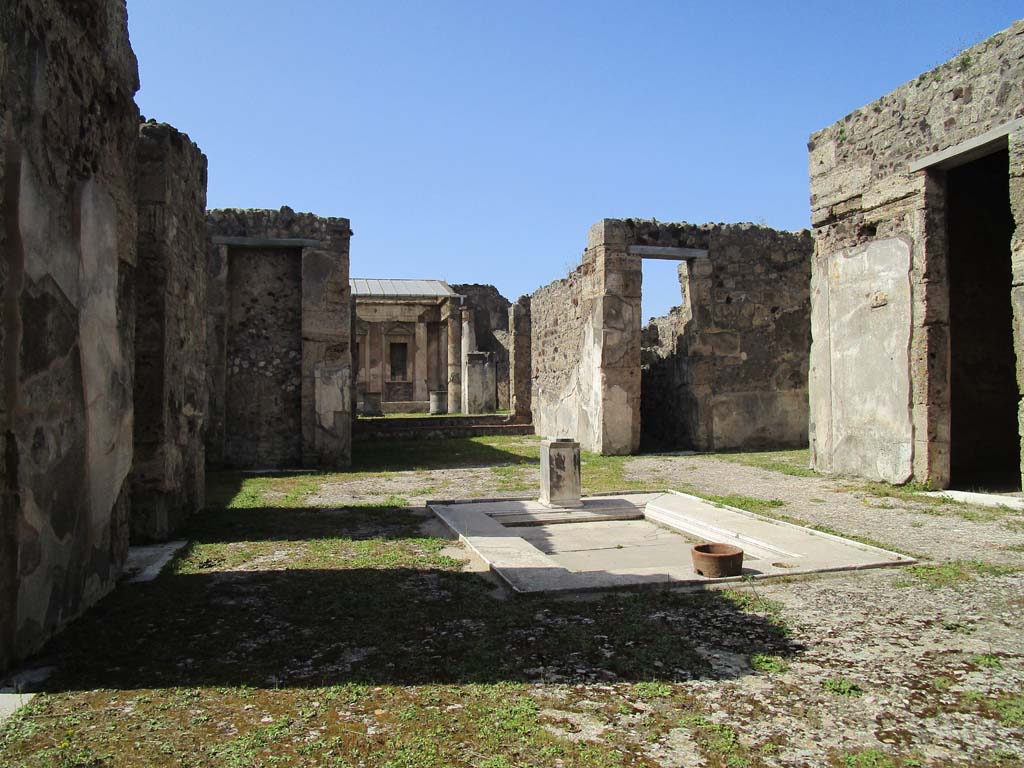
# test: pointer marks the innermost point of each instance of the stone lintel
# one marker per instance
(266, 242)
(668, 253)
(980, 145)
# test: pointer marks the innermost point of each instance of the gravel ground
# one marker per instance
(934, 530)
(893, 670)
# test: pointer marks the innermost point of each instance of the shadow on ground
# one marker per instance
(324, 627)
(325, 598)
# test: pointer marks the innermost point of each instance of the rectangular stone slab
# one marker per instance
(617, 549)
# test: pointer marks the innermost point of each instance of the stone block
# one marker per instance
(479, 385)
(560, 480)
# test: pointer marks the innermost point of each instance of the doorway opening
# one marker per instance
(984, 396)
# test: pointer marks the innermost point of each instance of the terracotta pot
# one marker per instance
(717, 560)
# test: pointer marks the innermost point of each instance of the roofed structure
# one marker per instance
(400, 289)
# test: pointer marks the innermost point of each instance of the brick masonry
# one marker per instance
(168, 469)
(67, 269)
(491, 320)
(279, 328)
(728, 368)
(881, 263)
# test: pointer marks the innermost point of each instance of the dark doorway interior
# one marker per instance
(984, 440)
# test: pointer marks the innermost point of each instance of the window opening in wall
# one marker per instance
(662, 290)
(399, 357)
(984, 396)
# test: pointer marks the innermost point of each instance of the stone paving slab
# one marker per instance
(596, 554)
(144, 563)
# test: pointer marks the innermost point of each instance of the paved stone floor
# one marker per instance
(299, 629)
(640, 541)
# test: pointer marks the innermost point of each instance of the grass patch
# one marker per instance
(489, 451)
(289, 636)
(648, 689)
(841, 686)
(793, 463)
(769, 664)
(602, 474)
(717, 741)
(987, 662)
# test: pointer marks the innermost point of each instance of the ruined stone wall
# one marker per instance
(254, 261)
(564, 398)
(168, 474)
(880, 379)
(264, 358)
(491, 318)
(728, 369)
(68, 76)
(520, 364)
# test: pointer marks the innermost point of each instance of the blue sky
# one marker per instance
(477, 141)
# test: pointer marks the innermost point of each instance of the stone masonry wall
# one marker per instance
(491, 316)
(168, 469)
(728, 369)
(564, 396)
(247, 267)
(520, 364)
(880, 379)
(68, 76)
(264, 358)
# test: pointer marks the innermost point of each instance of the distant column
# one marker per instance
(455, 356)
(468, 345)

-.-.-

*Exercise*:
Leave out the pictures. Transcribe only the lines above, from the first through the one that contains "the blue sky".

*Task answer*:
# test: pointer marks the innermost point of each instance of the stone lintel
# one marker per instance
(266, 242)
(668, 253)
(980, 145)
# test: pointer marks the innermost point of each instance of the gravel ground
# one marker per instance
(934, 530)
(893, 670)
# test: pointer marks the innermost point of each instance of the shadow on ground
# one marker per instance
(324, 627)
(325, 598)
# test: pointer marks the innermost point of each instance of the rectangular stone slab
# one marker per instance
(617, 549)
# test: pointer marks the innermost point of each instance of the stone block
# one marker per instance
(479, 385)
(560, 480)
# test: pointer marks the innermost point of each instance of the doorway opening
# one marker per instance
(984, 396)
# test: pointer marks the innermost point of each instance of the terracotta pot
# one marker per instance
(717, 560)
# test: pointer marks the innermost point of each instance of the roofed structure
# one marker per instance
(400, 289)
# test: pointer marks the innermost point of each instance of the brick masonry
# one marker per instance
(168, 469)
(67, 269)
(491, 320)
(279, 328)
(728, 368)
(881, 263)
# test: pointer marks the innermost point of each instance of the dark doorway interior
# one marker per instance
(984, 440)
# test: pointer marks the innermost point of each instance of the window opening in wall
# one marker per instance
(662, 290)
(399, 357)
(984, 396)
# test: pointer marks the innermost point of each instance of the stone paving slab
# one marker per instance
(596, 554)
(144, 563)
# test: pointer marks the innermost point of each instance of the paved stone floor
# one marker per instance
(299, 629)
(640, 541)
# test: pointer marks the innermost point of each instance of the grass patch
# one marker per instance
(489, 451)
(289, 636)
(648, 689)
(841, 686)
(793, 463)
(769, 664)
(602, 474)
(717, 741)
(987, 662)
# test: pointer marks the innermost point of each instance of the ruined stone wall
# one marker per instance
(254, 261)
(564, 398)
(168, 474)
(880, 379)
(264, 358)
(491, 318)
(728, 369)
(68, 76)
(520, 364)
# test: pointer marks the innermost point of each instance of the blue sky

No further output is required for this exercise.